* **Dataset entries**
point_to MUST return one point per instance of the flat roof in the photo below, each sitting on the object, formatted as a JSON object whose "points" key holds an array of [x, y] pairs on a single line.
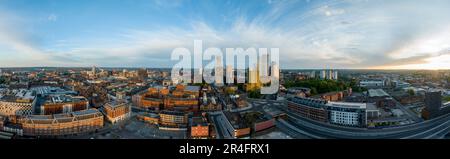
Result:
{"points": [[348, 105], [377, 93], [192, 88]]}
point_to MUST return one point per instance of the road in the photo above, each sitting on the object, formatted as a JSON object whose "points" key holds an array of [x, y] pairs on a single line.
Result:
{"points": [[435, 128]]}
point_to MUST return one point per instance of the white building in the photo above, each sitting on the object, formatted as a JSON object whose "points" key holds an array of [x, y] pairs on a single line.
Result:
{"points": [[372, 83], [348, 114]]}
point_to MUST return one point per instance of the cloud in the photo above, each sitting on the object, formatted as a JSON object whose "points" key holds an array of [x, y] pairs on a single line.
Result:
{"points": [[52, 17], [310, 34]]}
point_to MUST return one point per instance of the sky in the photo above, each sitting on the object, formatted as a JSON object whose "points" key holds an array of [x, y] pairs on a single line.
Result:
{"points": [[310, 34]]}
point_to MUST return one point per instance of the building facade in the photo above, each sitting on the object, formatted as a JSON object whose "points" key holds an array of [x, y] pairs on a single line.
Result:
{"points": [[63, 124], [64, 104], [117, 112]]}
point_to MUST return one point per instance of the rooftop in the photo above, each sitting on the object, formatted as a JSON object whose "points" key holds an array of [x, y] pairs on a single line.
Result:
{"points": [[348, 105], [377, 93]]}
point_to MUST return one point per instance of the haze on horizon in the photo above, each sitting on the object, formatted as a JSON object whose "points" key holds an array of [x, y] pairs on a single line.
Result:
{"points": [[355, 34]]}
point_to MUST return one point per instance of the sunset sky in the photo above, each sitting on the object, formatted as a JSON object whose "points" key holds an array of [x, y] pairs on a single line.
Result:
{"points": [[372, 34]]}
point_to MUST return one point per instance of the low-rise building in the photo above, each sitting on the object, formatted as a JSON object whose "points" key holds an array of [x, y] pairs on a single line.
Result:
{"points": [[117, 111], [17, 103], [2, 122], [339, 113], [199, 127], [150, 118], [308, 108], [63, 124], [63, 104], [173, 119]]}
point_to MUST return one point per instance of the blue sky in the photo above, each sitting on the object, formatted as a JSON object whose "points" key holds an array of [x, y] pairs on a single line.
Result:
{"points": [[143, 33]]}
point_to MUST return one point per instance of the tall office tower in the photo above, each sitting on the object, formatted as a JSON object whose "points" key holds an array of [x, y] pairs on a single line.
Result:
{"points": [[433, 104], [335, 75], [330, 75], [93, 70], [229, 74], [219, 71], [313, 74], [276, 70], [142, 74], [323, 74]]}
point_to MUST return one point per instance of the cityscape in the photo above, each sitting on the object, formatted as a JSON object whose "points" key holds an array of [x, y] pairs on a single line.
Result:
{"points": [[144, 103], [94, 69]]}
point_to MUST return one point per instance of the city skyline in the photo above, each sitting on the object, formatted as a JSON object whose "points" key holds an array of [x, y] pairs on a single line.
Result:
{"points": [[358, 34]]}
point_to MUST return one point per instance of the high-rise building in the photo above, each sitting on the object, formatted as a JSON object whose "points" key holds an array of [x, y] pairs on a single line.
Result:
{"points": [[229, 74], [323, 74], [433, 104], [93, 70], [335, 75]]}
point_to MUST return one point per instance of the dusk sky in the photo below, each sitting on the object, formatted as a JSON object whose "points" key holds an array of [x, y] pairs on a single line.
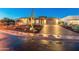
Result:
{"points": [[49, 12]]}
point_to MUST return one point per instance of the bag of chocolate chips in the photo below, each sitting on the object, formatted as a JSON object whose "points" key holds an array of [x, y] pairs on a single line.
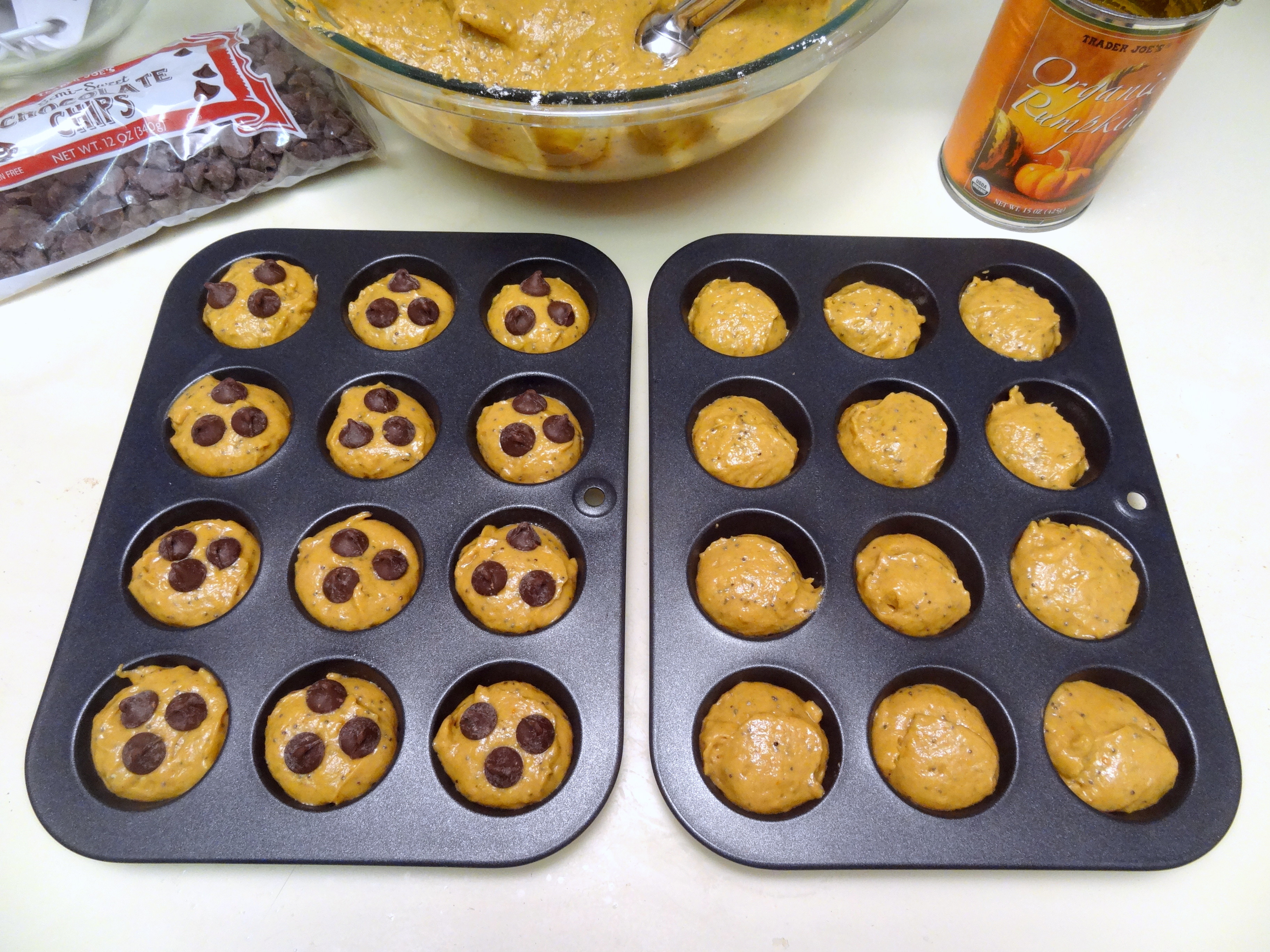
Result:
{"points": [[104, 162]]}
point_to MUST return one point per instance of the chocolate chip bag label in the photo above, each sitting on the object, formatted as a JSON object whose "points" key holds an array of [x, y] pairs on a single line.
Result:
{"points": [[107, 160]]}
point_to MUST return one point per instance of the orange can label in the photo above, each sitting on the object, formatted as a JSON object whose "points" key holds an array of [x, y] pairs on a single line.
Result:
{"points": [[1053, 101]]}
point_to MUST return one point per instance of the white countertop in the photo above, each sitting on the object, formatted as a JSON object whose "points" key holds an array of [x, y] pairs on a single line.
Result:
{"points": [[1178, 243]]}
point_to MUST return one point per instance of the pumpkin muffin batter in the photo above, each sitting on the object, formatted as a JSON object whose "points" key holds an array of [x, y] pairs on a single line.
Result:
{"points": [[159, 737], [898, 441], [516, 579], [221, 428], [911, 586], [379, 432], [356, 574], [507, 746], [751, 586], [1035, 443], [331, 742], [1109, 752], [539, 315], [737, 319], [400, 311], [258, 303], [934, 748], [530, 438], [1010, 319], [743, 443], [196, 573], [764, 748], [874, 322], [1076, 579]]}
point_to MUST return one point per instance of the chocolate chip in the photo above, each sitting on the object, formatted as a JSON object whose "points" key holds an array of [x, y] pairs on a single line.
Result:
{"points": [[558, 429], [350, 542], [220, 294], [270, 272], [207, 431], [560, 313], [489, 578], [263, 303], [423, 311], [478, 721], [535, 734], [339, 584], [398, 431], [530, 403], [503, 767], [187, 711], [229, 391], [251, 422], [355, 435], [520, 320], [224, 553], [187, 574], [359, 738], [304, 753], [403, 281], [524, 537], [382, 313], [538, 588], [380, 400], [536, 286], [326, 696], [138, 709], [389, 564], [177, 545], [144, 753], [517, 438]]}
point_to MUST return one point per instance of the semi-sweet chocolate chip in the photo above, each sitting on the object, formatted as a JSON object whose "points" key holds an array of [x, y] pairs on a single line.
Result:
{"points": [[503, 767], [326, 696], [538, 588], [489, 578], [304, 753], [187, 711], [138, 709], [144, 753], [187, 574], [339, 584], [517, 438], [535, 734], [478, 721]]}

* **Prompt**
Reproduce every entry word for word, but omit the pictures.

* **Exercise answer**
point_to MUST return one point per instance of the flat roof in the photo below, each sitting on the object, formatted as a JSON object whose "points" key holds an array of [x, y] pairs on a single line.
Result:
{"points": [[348, 105], [377, 93], [192, 88]]}
point_to MUST return one point per instance of the road in the photo above, each sitting on the object, formatted as a JSON object whose "points" key holds an array of [x, y] pairs on a single line.
Result:
{"points": [[435, 128]]}
point_to MUST return one point per instance of the white building in the photo above, each sitting on the object, formatted as a JSON object whose "points" key holds an array of [x, y] pairs on a single line.
Result:
{"points": [[372, 83], [348, 114]]}
point_to MUST return one point per instance of the cloud in the photo above, each sitting on the object, formatted as a JSON object whose "points" key holds an array of [x, y] pairs on a single line.
Result:
{"points": [[52, 17], [310, 34]]}
point_to MUST return one point per instance of the sky in the photo above, each sitting on the object, formatted as a JSON object whose "points" key holds an array of [x, y] pairs on a single line.
Result:
{"points": [[310, 34]]}
point_to MUST return one point per instance of the building facade in the photo above, each sitting on the object, formatted as a JSON object whose "points" key holds an array of [x, y] pairs on a single line.
Result:
{"points": [[63, 124], [64, 104], [117, 112]]}
point_to MUST return one point per instance of the rooftop in the photo above, each sitting on the object, formatted as a JSON object whose "points" key holds an array of [x, y] pairs on a single line.
Result:
{"points": [[348, 105], [377, 93]]}
point_to MUST return one point per instance of the haze on horizon in the photo above, each sitting on the object, formatted as a JSON object whose "points" key holds an array of [x, y] pairs on a single line.
Result:
{"points": [[355, 34]]}
point_to MUST return one point per instance of the sunset sky in the photo above, each sitting on the object, formatted as a JSON object whose "points" key holds an array of [x, y] pairs on a single line.
Result:
{"points": [[372, 34]]}
point_to MUST return one point per instance of the low-rise building in the photo above, each sitting on the object, formatted as a JSON object whose "points" key holds an array of [x, y] pairs on a single line.
Result:
{"points": [[117, 111], [17, 103], [2, 122], [339, 113], [199, 127], [150, 118], [308, 108], [63, 124], [63, 104], [173, 119]]}
point_to MUST return one point per instance of the blue sky in the photo above, each sitting on the object, formatted as a JSON object whose "points" key holds an array of [x, y] pairs on a single line.
Result:
{"points": [[143, 33]]}
point_to MUST return one point per instance of the tall office tower in the photo above, each sitting on the object, formatted as a JSON object whose "points" key holds an array of [x, y] pairs on a single line.
Result:
{"points": [[433, 104], [335, 75], [330, 75], [93, 70], [229, 74], [219, 71], [313, 74], [276, 70], [142, 74], [323, 74]]}
point_to MUST return one point per instance of the cityscape in the photo above, each sitting on the object, formatted as a JSON object whose "points" key holds an array of [x, y] pairs on a single line.
Result:
{"points": [[144, 103], [94, 69]]}
point_to MUST return one point per instance of the city skyline in the photo above, each sitting on the object, formatted as a JSON object whose "points" key holds an array of [x, y] pairs on a single line.
Result:
{"points": [[358, 34]]}
point_to MUST return one point per instance of the high-rise building in the photo above, each sitting on the object, formatted as a JSON object whose "points" key holds an array of [x, y] pairs on a single line.
Result:
{"points": [[229, 74], [323, 74], [433, 104], [93, 70], [335, 75]]}
point_to MUST return one point per instance of the dusk sky in the photo below, each sitting on the object, formatted as a JSON object whose "points" key holds an array of [x, y] pairs on a single line.
Result:
{"points": [[49, 12]]}
point_to MUST return one point per instance of the bag of chocolate chips in the photo below, each sitting on the object, formatted as a JSON object whose "points" key holds an array of [x, y] pairs on a single line.
Result:
{"points": [[104, 162]]}
point_to MUST return one point per instance of the chocolate chip bag label in the photo above, each sitting on the object, formatted as a JSON object whose "points" key holds an array of [x, y] pairs on a single line.
Result:
{"points": [[107, 160]]}
point_to MUST return one point per instance of the orange can label in the photo above, each sitting on the object, formatted as a JSON object whose "points" key holds an array of [x, y] pairs on a single line.
Result:
{"points": [[1053, 101]]}
point_to MUST return one point per instance of the white countertop in the photo above, each sitting on the object, formatted as a JSON object whose "points" key holds an array of [x, y] pairs on a single line.
Result:
{"points": [[1178, 243]]}
point_to MUST return one point per instance of the pumpkin muffin batter in the photo above, each sitting on the object, formatted as a JSON object whose "points" key holds an array of [x, y] pairs on a single line.
Result:
{"points": [[159, 737], [898, 441], [516, 579], [221, 428], [911, 586], [379, 432], [356, 574], [507, 746], [751, 586], [1035, 443], [331, 742], [1109, 752], [539, 315], [737, 319], [400, 311], [258, 303], [934, 748], [530, 438], [1010, 319], [743, 443], [196, 573], [764, 748], [874, 322], [1076, 579]]}
point_to MUST return one point per instance of the chocolate chip in the photo above, each sitting on the object, formatted as a JSON object whose "points" key holds an array of [x, y] pairs on a single line.
Result:
{"points": [[558, 429], [350, 542], [220, 294], [270, 272], [207, 431], [560, 313], [489, 578], [263, 303], [423, 311], [478, 721], [535, 734], [339, 584], [398, 431], [530, 403], [503, 767], [187, 711], [229, 391], [251, 422], [355, 435], [520, 320], [224, 553], [187, 574], [359, 738], [304, 753], [403, 281], [524, 537], [382, 313], [538, 588], [380, 400], [536, 286], [326, 696], [138, 709], [389, 564], [177, 545], [144, 753], [517, 438]]}
point_to MUST return one point per instance of the semi-sweet chocolate chip in the photo above, each sitting on the object, formatted as a JSON object whose "points" key holds an array of [x, y] pairs on a single line.
Result:
{"points": [[503, 767], [326, 696], [538, 588], [489, 578], [304, 753], [187, 711], [138, 709], [144, 753], [187, 574], [339, 584], [517, 438], [535, 734], [478, 721]]}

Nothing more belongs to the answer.